_EXERCISE OBJECTIVE_.
Set out exactly, and with nothing added, the line containing "Each instance receives one keypoint. Mark the white court" and every line after it through the final line of the data.

───── LISTED RECORDS

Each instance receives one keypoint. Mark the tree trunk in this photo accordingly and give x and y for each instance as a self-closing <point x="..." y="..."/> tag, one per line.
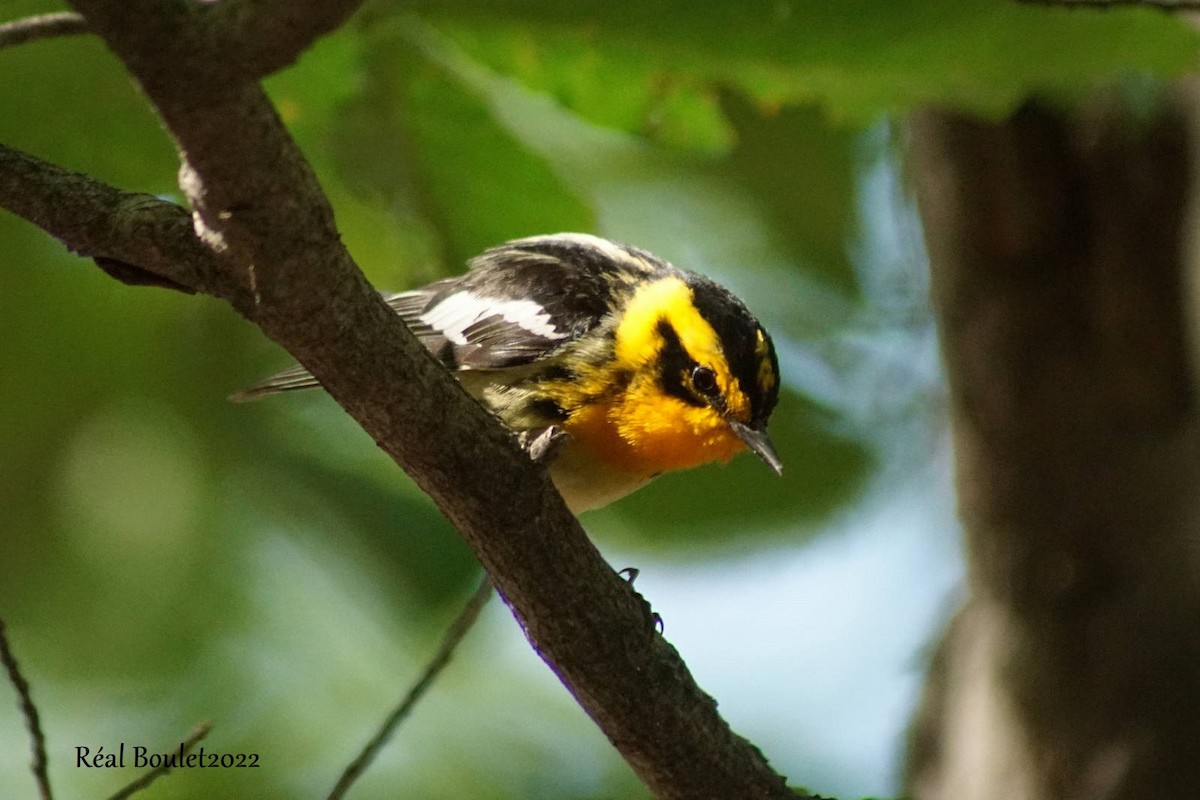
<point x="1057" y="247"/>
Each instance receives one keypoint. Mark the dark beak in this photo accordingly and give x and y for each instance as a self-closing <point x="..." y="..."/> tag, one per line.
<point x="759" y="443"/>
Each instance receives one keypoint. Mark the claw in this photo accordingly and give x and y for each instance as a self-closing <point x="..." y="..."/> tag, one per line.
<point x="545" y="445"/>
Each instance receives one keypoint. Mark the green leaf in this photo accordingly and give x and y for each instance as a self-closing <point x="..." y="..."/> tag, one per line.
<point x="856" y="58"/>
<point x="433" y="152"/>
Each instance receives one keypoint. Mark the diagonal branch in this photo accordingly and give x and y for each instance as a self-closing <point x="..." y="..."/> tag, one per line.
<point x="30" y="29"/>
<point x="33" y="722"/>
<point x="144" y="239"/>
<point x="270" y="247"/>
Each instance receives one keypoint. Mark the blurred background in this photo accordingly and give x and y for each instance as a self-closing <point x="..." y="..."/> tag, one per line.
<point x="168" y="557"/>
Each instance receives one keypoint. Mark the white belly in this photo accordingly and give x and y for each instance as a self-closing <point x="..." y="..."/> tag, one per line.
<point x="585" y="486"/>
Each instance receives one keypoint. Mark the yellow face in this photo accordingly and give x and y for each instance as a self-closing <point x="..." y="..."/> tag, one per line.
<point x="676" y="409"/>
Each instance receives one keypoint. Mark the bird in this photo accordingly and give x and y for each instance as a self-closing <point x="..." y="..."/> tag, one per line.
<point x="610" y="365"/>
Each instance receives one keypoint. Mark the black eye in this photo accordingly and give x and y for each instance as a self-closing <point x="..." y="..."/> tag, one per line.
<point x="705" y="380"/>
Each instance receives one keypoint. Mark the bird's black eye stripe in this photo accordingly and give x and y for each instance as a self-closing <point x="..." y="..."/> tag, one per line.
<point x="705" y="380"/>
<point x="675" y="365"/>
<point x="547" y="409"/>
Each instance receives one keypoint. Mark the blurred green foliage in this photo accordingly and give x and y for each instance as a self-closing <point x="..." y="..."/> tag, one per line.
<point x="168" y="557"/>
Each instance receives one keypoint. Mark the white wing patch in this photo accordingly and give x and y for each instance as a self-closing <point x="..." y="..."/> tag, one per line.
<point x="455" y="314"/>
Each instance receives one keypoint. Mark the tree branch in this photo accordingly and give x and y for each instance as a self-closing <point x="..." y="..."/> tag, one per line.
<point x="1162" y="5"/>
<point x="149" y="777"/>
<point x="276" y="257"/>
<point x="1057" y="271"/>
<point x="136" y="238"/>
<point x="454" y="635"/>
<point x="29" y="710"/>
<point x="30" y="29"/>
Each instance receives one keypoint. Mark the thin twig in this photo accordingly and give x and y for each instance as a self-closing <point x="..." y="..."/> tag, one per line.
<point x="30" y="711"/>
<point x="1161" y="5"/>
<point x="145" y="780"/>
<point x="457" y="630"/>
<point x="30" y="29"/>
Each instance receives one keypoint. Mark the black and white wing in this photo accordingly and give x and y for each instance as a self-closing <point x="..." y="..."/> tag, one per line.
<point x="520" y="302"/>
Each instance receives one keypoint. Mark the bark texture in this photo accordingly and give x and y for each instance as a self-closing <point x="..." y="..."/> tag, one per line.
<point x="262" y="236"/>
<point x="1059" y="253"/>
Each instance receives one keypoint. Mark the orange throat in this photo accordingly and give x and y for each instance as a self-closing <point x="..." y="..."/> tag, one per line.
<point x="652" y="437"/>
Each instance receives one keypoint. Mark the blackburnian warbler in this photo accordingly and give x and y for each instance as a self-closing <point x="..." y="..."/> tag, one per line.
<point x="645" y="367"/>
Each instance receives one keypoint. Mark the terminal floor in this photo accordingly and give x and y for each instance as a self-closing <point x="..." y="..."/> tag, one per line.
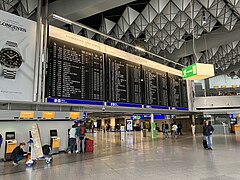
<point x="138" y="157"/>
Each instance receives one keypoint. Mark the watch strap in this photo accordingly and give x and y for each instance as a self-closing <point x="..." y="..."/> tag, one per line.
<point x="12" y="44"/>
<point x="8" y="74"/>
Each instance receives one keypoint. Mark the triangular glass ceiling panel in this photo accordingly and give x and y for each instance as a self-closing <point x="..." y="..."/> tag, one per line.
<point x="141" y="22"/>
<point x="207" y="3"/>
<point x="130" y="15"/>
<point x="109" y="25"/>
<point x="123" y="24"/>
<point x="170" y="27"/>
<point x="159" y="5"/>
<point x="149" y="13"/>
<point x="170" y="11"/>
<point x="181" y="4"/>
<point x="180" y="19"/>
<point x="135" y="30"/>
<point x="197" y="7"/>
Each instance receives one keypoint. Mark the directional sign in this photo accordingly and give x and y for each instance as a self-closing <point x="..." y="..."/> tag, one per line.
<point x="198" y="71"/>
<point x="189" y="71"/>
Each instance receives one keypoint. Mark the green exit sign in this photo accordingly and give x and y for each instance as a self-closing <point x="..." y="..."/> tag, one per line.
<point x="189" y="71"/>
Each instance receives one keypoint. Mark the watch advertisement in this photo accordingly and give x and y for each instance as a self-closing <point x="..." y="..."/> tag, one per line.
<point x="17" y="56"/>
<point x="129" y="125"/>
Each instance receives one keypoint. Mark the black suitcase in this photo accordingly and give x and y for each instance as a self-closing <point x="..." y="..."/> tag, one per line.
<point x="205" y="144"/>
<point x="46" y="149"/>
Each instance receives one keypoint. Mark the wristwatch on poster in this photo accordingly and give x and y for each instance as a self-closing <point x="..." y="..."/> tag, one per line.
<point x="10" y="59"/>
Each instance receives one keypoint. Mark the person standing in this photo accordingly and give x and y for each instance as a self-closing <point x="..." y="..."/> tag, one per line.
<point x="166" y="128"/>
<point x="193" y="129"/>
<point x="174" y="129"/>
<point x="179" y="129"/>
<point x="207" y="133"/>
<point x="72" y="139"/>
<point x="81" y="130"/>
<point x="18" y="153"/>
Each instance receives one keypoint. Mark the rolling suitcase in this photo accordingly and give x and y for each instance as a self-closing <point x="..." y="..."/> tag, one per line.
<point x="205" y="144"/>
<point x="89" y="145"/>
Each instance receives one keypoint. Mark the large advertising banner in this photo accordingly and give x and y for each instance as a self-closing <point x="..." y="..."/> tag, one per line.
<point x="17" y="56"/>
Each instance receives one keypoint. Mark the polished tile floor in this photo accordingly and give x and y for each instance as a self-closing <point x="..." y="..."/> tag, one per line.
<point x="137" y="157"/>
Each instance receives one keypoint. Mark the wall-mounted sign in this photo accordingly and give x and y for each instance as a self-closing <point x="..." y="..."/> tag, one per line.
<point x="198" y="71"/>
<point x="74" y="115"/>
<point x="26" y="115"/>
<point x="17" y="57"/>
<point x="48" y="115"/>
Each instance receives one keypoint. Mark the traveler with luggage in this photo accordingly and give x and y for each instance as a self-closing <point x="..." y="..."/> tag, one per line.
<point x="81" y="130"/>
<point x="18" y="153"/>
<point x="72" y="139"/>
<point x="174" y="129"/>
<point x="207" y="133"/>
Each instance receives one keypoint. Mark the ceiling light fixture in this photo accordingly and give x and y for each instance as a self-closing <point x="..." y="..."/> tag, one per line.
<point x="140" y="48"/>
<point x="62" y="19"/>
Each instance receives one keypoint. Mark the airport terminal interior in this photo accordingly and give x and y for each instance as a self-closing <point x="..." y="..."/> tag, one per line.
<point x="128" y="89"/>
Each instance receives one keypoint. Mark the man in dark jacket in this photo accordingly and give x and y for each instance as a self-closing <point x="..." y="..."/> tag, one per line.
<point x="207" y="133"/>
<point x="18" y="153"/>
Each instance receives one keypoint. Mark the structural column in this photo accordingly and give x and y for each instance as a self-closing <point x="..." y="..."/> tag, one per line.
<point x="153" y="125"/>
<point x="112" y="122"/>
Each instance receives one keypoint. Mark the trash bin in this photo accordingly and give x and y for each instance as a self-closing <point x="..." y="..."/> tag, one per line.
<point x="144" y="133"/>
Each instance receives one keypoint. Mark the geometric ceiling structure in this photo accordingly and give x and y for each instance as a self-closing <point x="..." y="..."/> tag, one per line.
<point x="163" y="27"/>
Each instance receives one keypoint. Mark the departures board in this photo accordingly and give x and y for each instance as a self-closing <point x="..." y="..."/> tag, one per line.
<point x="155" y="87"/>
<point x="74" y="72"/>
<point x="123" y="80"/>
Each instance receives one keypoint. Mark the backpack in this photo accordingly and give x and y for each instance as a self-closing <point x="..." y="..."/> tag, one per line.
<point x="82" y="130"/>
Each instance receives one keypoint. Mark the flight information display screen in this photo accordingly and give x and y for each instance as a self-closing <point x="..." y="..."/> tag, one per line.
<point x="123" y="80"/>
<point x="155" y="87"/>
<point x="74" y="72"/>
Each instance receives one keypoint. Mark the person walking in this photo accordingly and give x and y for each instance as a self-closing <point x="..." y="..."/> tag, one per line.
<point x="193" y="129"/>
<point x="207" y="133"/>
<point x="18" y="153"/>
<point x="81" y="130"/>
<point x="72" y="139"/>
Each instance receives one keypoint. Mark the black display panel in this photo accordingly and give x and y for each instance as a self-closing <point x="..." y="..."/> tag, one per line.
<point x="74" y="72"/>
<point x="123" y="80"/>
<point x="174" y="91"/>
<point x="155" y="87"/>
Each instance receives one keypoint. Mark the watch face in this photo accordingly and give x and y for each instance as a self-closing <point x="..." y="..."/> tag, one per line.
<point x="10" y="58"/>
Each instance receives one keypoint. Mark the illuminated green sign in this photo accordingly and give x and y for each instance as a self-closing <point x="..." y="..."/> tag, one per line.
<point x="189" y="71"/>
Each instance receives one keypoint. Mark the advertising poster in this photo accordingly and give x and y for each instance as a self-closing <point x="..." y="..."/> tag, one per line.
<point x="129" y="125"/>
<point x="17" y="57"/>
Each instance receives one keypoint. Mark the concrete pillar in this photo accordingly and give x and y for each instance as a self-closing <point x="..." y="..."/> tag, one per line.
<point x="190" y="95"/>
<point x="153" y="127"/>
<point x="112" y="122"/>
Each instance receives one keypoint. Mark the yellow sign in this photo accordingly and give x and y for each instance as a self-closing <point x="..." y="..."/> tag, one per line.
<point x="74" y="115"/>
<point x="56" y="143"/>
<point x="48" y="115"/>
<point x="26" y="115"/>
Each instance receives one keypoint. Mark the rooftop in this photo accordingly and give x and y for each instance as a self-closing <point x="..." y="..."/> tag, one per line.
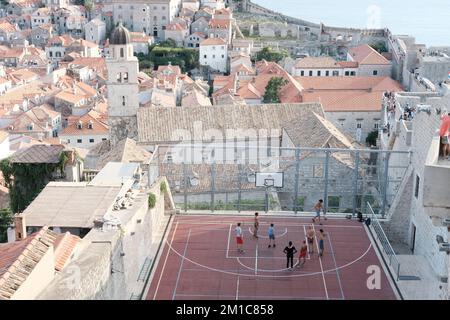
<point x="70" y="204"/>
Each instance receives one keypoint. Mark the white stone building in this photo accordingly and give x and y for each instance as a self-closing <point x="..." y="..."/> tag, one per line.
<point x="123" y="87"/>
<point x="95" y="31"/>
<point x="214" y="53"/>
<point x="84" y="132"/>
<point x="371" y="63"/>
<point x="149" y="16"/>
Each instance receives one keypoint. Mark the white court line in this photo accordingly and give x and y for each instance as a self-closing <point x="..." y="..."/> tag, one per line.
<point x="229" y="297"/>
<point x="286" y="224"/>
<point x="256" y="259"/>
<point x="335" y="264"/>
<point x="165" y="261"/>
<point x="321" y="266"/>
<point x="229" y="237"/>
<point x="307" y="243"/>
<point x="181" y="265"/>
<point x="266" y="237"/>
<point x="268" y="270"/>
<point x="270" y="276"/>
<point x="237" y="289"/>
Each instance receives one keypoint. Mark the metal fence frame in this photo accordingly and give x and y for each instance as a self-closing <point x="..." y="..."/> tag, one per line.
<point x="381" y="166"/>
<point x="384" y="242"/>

──────────

_ANSWER BOX_.
Each instance receives one keypoint. Mark the white court line in this photo accordingly and give x and y for each instance as a self-closing <point x="..." y="..."/> tag, one per line.
<point x="229" y="297"/>
<point x="286" y="224"/>
<point x="256" y="259"/>
<point x="335" y="264"/>
<point x="165" y="261"/>
<point x="321" y="266"/>
<point x="229" y="237"/>
<point x="307" y="243"/>
<point x="181" y="265"/>
<point x="266" y="237"/>
<point x="268" y="270"/>
<point x="270" y="276"/>
<point x="237" y="289"/>
Each instance receives one keypoint. Mark the metal fence frame in this photo accordingly and give x and y for each instance as a self-closing <point x="..." y="..."/> tag, one per line.
<point x="381" y="166"/>
<point x="384" y="242"/>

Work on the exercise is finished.